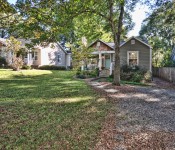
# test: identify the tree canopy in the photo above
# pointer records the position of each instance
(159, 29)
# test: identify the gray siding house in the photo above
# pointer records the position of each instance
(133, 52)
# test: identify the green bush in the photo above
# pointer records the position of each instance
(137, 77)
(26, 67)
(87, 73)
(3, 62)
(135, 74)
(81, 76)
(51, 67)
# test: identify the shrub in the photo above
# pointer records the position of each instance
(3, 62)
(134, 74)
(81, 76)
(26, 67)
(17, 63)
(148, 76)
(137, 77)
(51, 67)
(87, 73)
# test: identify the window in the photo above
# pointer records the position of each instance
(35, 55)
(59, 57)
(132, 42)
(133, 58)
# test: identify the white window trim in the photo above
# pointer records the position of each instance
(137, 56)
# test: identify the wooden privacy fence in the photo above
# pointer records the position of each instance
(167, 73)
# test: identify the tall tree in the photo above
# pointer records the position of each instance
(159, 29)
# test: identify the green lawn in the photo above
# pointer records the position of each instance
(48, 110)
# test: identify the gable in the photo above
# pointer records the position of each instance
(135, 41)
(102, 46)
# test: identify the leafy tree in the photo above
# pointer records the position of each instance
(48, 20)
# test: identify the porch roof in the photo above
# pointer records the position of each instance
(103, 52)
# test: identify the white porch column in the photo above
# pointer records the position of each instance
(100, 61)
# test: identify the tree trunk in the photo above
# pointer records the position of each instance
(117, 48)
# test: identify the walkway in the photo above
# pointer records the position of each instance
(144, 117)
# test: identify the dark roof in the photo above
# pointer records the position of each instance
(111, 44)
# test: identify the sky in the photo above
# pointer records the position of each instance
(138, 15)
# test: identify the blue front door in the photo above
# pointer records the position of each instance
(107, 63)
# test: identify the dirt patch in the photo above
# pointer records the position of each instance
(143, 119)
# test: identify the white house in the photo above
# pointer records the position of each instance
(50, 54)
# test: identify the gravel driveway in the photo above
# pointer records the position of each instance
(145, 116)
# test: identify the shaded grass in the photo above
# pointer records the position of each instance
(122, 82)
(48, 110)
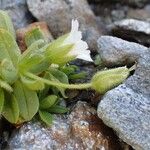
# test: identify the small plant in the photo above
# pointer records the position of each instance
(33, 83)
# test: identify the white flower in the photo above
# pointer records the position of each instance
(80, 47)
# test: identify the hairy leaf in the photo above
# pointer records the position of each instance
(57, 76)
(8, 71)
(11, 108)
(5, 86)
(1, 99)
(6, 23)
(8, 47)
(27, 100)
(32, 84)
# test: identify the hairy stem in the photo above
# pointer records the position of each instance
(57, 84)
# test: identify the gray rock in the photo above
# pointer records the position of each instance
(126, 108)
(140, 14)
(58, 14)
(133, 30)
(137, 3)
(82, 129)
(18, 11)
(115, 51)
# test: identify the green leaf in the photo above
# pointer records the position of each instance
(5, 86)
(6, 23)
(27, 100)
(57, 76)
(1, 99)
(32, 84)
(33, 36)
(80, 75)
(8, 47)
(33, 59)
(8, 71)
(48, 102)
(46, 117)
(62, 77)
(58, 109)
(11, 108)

┄┄┄┄┄┄┄┄┄┄┄┄┄┄┄┄┄┄┄┄

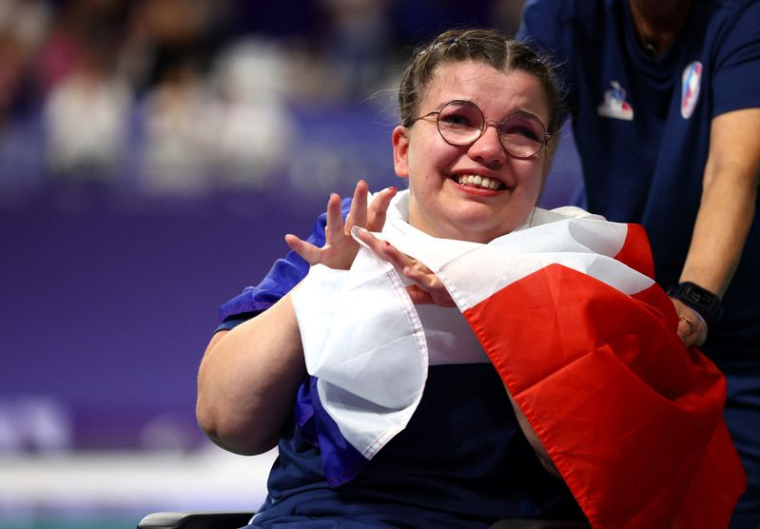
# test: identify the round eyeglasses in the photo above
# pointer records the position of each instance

┄┄┄┄┄┄┄┄┄┄┄┄┄┄┄┄┄┄┄┄

**Task to carry out**
Count the lines above that contain the word "white", and reply with the number alone.

**Expected answer**
4